What is being asked: You are to retype all of the data exactly as it appears.

Given data:
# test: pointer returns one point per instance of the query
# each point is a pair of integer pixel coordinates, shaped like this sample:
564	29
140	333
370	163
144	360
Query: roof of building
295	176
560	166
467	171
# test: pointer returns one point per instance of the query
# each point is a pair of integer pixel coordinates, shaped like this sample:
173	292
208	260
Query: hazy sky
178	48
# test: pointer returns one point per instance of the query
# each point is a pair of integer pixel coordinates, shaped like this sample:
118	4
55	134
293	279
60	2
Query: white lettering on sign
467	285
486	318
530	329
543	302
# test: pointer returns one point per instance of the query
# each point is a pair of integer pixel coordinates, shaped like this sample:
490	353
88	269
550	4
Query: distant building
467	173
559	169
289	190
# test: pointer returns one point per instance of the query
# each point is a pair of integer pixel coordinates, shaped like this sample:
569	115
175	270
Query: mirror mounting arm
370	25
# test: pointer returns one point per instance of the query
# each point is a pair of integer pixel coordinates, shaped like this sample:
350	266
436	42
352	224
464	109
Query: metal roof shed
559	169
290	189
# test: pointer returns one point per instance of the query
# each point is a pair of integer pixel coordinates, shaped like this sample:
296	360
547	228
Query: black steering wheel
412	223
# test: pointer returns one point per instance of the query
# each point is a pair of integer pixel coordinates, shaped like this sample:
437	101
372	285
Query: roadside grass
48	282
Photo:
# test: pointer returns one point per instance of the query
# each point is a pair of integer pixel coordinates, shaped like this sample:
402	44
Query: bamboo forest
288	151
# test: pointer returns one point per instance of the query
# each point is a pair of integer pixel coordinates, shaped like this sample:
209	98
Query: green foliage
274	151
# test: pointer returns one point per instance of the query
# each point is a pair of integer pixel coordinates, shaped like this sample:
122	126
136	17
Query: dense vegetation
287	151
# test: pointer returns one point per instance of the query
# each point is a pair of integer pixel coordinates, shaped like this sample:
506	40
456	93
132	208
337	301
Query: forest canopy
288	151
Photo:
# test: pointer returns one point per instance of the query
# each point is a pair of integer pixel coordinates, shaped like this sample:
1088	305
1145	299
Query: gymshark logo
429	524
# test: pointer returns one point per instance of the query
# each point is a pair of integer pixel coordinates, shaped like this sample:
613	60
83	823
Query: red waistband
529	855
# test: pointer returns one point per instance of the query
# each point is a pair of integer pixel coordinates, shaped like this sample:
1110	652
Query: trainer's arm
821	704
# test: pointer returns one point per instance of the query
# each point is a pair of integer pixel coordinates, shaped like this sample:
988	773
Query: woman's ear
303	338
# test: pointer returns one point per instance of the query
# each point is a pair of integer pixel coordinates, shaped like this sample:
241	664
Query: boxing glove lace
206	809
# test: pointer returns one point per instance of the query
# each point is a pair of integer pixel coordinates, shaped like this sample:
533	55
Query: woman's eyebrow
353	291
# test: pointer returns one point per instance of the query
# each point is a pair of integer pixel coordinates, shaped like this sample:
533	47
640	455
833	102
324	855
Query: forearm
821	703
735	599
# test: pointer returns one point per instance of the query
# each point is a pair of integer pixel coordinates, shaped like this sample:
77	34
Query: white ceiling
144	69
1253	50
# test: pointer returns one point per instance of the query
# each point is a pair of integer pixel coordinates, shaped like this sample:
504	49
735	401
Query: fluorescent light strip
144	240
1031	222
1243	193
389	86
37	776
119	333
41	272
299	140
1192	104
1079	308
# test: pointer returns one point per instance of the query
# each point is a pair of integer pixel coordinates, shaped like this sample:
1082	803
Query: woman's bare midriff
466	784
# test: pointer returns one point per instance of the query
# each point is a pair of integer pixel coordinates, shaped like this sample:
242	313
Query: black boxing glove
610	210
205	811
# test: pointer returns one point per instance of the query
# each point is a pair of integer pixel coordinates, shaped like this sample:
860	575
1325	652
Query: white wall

Result of the task:
# test: pointer returns one point per instance of the query
# each point is a pair of integer pixel coordinates, shaped like this sample:
564	29
140	333
370	163
144	360
Query: roof of building
295	176
560	166
467	171
# test: pointer returns one point per instance of the query
# each point is a pair of integer pixel coordinates, shaped like this sample:
173	292
208	260
Query: hazy sky
178	48
# test: pointer returns one point per instance of the query
# each point is a pair of integer pixel coordinates, shaped like this sample:
118	4
55	134
293	279
60	2
Query: white lettering on sign
467	285
486	318
530	329
543	302
# test: pointer returns one point per instance of the query
# each point is a pair of integer pixel coordinates, shaped like this sample:
490	353
88	269
550	4
Query: distant building
467	173
559	169
289	190
# test: pointer returns one point per instance of the query
# each point is a pair of integer pixel coordinates, shaped like this sample:
569	115
175	270
Query: mirror mounting arm
370	25
# test: pointer returns one point per instance of the query
# each point is a pair of integer pixel coordinates, shaped like this sample:
350	266
436	42
352	224
464	109
Query: metal roof shed
559	169
290	189
# test: pointer returns one point per instance of the query
# each point is a pair of integer pixel coordinates, shaped like this sample:
296	360
547	228
Query: black steering wheel
412	223
# test: pointer returns one point per instance of the query
# each point is a pair of integer pixel coordinates, shaped like this sample:
437	101
372	285
Query: roadside grass
48	282
Photo:
# test: pointer returns one point per instance of the query
# each point is a pair of integer pixel coordinates, shaped like this sample:
402	44
Query: bamboo forest
288	151
# test: pointer returns one point per instance of the query
# each point is a pair of integer pixel coordinates, shaped like this sample:
209	98
Query: green foliage
274	151
# test: pointer returns one point per instance of the query
# each point is a pair of integer pixel coordinates, shaped like this sample:
122	126
136	17
Query: dense vegetation
287	151
# test: pointer returns one point per instance of the query
# each point is a pair of integer pixel coordinates, shaped like this sample:
506	40
456	93
132	208
337	301
Query: forest canopy
288	151
Photo:
# test: pointer returns one point per instance of the query
# each point is a pair of integer pixel coordinates, shaped like this sample:
1088	305
1145	299
Query: gymshark logo
429	524
# test: pointer returns one point per instance of the query
# each point is a pair of integer pixel coordinates, shaped like this sample:
613	60
83	823
Query: red waistband
529	855
# test: pointer returns one point per instance of the query
# each point is a pair of integer pixel coordinates, shaped like this sample:
1110	652
Query: trainer's arm
821	704
# test: pointer returns one point per instance of the query
# each point is a pair of integer pixel coordinates, shaped like this sample:
988	773
Query: woman's ear
303	338
# test: pointer returns one point per instance of the query
# each point is a pair of integer pixel coordinates, shaped like this sample:
241	664
Query: boxing glove lace
206	809
# test: pointer returns one point per instance of the query
# each point is a pair of integer pixel coordinates, shaped like this sample:
533	55
Query: woman's eyebrow
353	291
# test: pointer returns one point per instance of the query
# each point is a pair of integer pixel coordinates, shaped like this sample:
533	47
640	455
833	102
324	855
Query: forearm
821	703
735	599
# test: pointer returns one point per instance of the query
# each point is a pair of integer pixel coordinates, shaped like this sample:
77	34
Query: white ceiling
144	69
1253	50
# test: pointer returns one point per instance of the query
# each point is a pair of integer pixel coordinates, shaped like this sample:
504	49
735	401
Query: fluorescent light strip
144	240
1031	222
1243	193
389	86
37	776
119	333
41	272
299	140
1192	104
1079	308
# test: pointer returns one point per instance of the query
# each point is a pair of integer pixel coordinates, shaped like this sample:
1082	803
Query: woman's bare midriff
466	784
# test: pointer returns one point per instance of the query
# each point is a pair of integer pixel coordinates, shaped like this sample:
242	313
Query: black boxing glove
610	210
205	811
# test: pointer returns one point per instance of the query
# each point is a pair of integer pixel coordinates, shaped like this sample:
860	575
1325	652
Query: white wall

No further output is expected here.